╭─ Provided records

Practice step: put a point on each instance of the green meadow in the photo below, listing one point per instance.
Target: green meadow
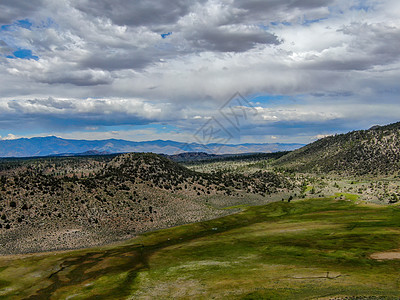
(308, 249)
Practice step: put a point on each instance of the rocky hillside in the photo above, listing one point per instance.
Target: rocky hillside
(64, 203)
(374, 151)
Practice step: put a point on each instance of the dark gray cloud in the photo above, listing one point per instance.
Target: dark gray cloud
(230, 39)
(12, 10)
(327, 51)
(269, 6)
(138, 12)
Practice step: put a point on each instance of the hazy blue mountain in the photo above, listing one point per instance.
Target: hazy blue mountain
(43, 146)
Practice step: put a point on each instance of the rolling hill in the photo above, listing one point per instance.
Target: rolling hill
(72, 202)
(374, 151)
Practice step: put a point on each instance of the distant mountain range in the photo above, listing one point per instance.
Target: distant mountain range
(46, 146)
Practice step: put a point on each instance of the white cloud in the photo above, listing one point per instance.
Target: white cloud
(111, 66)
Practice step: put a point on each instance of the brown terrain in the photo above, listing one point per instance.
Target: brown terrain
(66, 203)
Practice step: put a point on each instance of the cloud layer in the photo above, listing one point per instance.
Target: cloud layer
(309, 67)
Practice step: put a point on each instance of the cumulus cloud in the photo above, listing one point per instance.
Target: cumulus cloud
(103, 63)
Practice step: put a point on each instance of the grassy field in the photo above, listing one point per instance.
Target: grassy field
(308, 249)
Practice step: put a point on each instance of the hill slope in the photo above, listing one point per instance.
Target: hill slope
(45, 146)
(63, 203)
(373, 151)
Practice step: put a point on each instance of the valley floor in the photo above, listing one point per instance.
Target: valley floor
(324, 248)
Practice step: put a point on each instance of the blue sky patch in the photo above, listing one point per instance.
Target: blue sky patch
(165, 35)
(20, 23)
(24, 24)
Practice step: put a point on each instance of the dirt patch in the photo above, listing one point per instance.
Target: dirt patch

╰─

Task objective - The line with "Target: cumulus cloud" through the last line of the entries above: output exactly those lines and nothing else.

Output of the exercise -
Target: cumulus cloud
(103, 63)
Practice step: put a point on each instance of the grassy field in the photo above, listing one point per instance.
Target: grassy field
(308, 249)
Practice step: put a point on each instance of the hill slope in the photo above, listing one point per instance.
Target: hill slope
(45, 146)
(63, 203)
(373, 151)
Practice step: put a point on each instance of the valley floor in the photo above, listing one point per instance.
Target: valley floor
(324, 248)
Practice step: put a point on each instance of the blue sky patch in the photo above, listing one point per instance.
Target: blue sky patch
(165, 35)
(20, 23)
(24, 24)
Practice step: put a point on each instance of the dirt patch in the photo above, listing one point per instance.
Target: dirt patch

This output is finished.